Recorded data
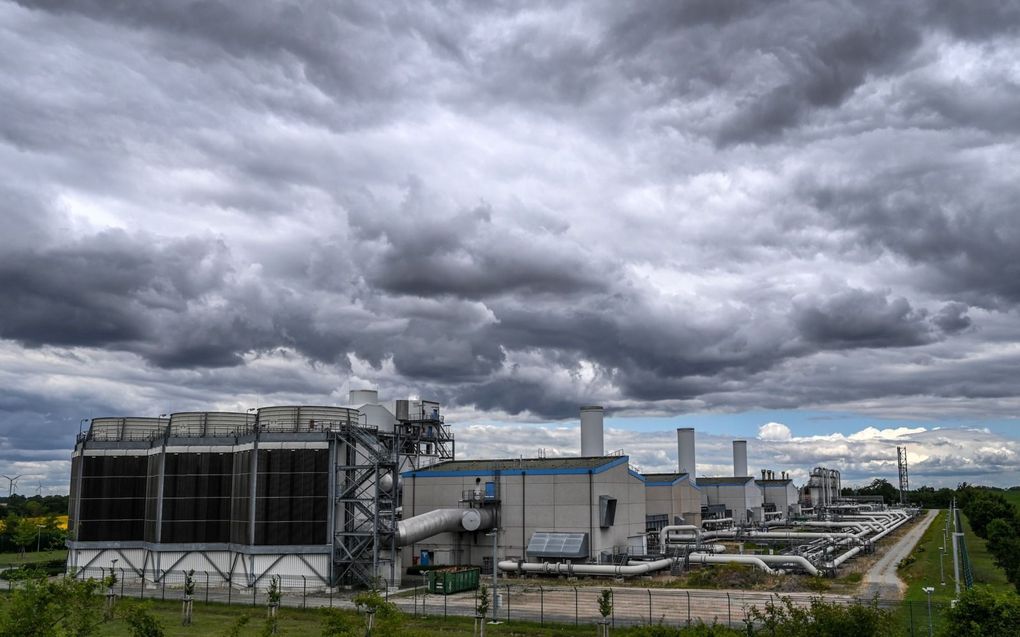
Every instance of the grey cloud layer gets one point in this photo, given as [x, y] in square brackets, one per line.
[515, 209]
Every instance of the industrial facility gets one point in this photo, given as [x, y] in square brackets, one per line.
[353, 495]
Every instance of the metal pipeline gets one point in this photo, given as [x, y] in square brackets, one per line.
[795, 561]
[690, 528]
[443, 521]
[754, 561]
[566, 568]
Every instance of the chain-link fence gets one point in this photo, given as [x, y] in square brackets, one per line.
[516, 601]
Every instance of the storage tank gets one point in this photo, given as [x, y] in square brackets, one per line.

Action item
Make an exact copy of the listing above. Its pictures are not needed.

Task answer
Every instance of the grey cloud layer gets one point in this photo, given as [x, y] in square brackets, one per line.
[515, 209]
Every instance of the industrial facility gets one point in this photo, given as [x, y] in square brackets, one per line.
[353, 495]
Every instance of the metal pipeline gets one point in this photo, given as [x, y] in square brackets, one per line.
[795, 561]
[690, 528]
[443, 521]
[754, 561]
[566, 568]
Every instance of the chain-link fence gets one point in this photo, given as [x, y] in square brackets, one per line.
[516, 601]
Every instance of the storage tank gets one point in this photo, given as [x, y] in square brackets, one per line.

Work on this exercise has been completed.